• Extract to read
== Segment start ==

In December 2025,a group of researchers from around the world, including UC Berkeley math professor Nikhil Srivastava, gathered inside the Simons Institute for the Theory of Computing at UC Berkeley.
Srivastava, an associate professor of mathematics at UC Berkeley and senior scientist at the Simons Institute for the Theory of Computing,met with researchers on a mission to create a new way of assessing the mathematical capabilities of AI.
Led by Stanford University math professor Mohammed Abouzaid and University of Texas at Austin math professor Rachel Ward, the team of 11 embarked on a project called First Proof. A preprint published by the team describes First Proof as a way to assess AI models’ abilities to solve research-level math questions.
“It was a way for … mathematicians (to get) the narrative back on AI solving math problems or proving mathematical theorems,” said Fields medalist Martin Hairer, a math professor at Imperial College London and EPFL, the Swiss Federal Institute of Technology in Lausanne. The Fields Medal is often considered one of the “Nobels of math.”“It was about trying to test how these things perform on things that mathematicians actually care about.”
Unlike benchmarks that evaluate AI models based on their success at solving Olympiad math problems, the authors presented 10 questions that “arose naturally in the research process of the authors.”
“AIs have basically solved these olympiad problems,” said UCLA math professor and Fields medalist Terence Tao, who is not affiliated with First Proof. “They don’t have 100% success right now, but they have gold medal-level performance. But it is not really an apples-to-apples comparison because the memory that an AI model can store is millions of times larger than a high school student. … So the next level after that is research-level problems.”

== Segment end ==

• Dataset entries
== Segment start ==

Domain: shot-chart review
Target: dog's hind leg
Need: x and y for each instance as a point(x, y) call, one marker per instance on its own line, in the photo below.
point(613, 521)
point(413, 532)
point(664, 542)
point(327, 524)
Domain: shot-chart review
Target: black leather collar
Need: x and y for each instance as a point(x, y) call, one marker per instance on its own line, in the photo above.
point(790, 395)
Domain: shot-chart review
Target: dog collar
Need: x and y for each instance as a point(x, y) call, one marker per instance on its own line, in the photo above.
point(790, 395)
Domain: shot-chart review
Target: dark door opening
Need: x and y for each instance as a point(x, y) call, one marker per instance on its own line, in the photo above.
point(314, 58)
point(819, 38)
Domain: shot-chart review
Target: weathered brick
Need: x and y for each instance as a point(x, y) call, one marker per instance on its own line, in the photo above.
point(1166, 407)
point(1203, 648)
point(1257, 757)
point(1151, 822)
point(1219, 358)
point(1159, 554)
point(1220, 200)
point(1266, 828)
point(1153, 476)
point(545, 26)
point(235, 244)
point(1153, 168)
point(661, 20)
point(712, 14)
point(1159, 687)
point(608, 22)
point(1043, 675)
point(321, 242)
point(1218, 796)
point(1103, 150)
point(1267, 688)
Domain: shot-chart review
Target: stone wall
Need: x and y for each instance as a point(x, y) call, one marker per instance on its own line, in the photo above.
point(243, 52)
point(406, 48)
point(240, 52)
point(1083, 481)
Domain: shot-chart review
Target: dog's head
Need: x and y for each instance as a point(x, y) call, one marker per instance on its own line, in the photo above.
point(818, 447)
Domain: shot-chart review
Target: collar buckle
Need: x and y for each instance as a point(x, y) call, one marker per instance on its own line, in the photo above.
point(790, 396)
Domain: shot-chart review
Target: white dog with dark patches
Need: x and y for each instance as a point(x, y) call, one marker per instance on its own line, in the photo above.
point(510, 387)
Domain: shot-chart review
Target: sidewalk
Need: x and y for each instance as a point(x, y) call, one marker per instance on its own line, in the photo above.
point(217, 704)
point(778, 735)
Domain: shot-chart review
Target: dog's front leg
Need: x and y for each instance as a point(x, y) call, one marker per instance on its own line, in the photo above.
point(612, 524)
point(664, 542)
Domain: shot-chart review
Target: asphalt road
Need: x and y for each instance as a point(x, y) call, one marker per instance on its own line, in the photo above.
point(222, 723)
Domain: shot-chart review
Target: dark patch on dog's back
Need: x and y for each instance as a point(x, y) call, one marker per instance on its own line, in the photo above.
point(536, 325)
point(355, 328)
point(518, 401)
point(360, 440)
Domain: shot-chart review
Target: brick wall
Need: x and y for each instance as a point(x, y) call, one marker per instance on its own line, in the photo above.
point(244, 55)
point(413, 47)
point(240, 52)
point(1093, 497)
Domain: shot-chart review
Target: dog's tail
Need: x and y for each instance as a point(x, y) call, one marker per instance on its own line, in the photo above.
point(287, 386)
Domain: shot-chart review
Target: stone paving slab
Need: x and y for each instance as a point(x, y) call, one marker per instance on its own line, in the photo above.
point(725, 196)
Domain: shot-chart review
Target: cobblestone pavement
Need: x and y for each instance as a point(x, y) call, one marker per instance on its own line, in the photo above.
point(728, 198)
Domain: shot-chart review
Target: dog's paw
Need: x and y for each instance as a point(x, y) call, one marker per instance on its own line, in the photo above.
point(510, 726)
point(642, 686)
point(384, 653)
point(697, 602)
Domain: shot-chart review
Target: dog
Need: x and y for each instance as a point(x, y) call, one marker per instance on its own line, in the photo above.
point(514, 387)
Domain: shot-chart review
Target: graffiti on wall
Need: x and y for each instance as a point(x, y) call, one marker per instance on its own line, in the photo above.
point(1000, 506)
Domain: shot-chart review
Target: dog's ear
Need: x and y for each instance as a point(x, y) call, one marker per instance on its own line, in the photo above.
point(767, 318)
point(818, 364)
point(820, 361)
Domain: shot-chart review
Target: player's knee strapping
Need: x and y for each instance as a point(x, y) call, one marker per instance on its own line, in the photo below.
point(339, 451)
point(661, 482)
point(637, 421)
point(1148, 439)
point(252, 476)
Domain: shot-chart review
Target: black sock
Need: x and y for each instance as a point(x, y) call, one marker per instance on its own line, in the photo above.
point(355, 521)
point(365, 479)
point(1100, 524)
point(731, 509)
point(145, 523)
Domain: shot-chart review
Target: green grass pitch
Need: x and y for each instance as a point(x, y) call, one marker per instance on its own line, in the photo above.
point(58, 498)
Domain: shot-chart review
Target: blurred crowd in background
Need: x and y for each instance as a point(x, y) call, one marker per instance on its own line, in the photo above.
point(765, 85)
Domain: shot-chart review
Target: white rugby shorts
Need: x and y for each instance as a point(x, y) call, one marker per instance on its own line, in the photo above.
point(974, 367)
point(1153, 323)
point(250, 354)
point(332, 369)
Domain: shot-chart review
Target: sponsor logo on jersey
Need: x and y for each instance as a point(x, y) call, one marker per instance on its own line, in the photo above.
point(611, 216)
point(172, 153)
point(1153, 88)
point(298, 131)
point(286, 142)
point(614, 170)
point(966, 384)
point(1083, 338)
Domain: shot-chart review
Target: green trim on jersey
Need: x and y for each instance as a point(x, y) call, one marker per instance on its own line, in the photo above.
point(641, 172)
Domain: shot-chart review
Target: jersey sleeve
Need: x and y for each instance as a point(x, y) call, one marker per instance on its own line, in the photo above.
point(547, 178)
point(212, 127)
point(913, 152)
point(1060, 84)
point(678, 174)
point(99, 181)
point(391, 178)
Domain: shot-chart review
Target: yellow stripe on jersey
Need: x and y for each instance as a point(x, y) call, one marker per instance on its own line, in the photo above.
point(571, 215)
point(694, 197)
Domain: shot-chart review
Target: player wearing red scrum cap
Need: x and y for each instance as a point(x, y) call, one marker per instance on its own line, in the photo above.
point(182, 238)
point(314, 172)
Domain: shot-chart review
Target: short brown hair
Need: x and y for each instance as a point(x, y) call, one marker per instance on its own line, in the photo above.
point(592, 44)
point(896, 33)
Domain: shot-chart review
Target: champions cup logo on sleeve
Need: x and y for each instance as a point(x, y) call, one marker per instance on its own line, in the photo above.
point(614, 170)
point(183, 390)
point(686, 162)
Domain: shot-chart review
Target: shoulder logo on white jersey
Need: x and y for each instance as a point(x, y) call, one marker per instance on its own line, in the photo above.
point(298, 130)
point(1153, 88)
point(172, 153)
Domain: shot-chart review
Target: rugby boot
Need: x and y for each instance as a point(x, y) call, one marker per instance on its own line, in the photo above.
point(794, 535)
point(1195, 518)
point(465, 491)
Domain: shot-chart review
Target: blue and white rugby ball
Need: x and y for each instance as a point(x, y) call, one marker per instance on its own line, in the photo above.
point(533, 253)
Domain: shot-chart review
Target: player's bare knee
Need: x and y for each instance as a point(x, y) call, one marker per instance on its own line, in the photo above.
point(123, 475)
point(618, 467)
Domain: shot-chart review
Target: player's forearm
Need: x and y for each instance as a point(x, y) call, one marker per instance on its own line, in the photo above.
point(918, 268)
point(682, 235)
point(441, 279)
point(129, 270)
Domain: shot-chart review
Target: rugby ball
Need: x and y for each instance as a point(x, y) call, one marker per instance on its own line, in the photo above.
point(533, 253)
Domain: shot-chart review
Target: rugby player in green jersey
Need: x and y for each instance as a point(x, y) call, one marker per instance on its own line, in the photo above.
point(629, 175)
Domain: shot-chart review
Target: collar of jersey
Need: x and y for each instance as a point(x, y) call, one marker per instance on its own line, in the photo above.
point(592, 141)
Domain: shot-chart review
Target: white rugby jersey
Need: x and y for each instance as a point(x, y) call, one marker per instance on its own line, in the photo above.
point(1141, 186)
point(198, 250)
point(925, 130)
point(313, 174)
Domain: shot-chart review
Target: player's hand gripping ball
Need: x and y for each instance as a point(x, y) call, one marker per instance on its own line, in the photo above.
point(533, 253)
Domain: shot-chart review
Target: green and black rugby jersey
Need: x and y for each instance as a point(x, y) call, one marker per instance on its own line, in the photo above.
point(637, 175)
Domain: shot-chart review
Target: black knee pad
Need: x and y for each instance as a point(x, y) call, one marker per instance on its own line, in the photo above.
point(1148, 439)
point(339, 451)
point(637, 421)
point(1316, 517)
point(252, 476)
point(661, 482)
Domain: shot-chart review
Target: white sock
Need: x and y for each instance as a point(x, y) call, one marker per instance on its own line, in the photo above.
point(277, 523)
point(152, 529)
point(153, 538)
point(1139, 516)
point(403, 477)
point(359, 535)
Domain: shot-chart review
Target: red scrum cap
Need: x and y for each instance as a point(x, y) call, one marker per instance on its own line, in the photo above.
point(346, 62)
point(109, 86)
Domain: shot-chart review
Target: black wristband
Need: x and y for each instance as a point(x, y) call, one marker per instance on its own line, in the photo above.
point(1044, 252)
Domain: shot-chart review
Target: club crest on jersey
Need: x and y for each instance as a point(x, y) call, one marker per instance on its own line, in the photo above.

== Segment end ==

• List of tasks
1. Check each statement against the First Proof article and answer yes or no, quoting the exact words that decide it: (a) The First Proof team had 11 members. (b) Terence Tao is affiliated with First Proof. (c) The December 2025 gathering took place at Stanford University.
2. Name every person mentioned by name in the First Proof article.
3. Turn the paragraph of the First Proof article that begins "Led by Stanford University math professor" into a short list that keeps its main facts.
The lines have nothing to do with this work.

• Your written answers
1.
(a) Yes: "the team of 11 embarked on a project called First Proof"
(b) No: "who is not affiliated with First Proof"
(c) No: "gathered inside the Simons Institute for the Theory of Computing at UC Berkeley"

2.
Nikhil Srivastava
Mohammed Abouzaid
Rachel Ward
Martin Hairer
Terence Tao

3.
- Leaders: Mohammed Abouzaid (Stanford University math professor) and Rachel Ward (University of Texas at Austin math professor)
- Team size: 11
- Project name: First Proof
- Purpose, according to the team's preprint: to assess AI models' abilities to solve research-level math questions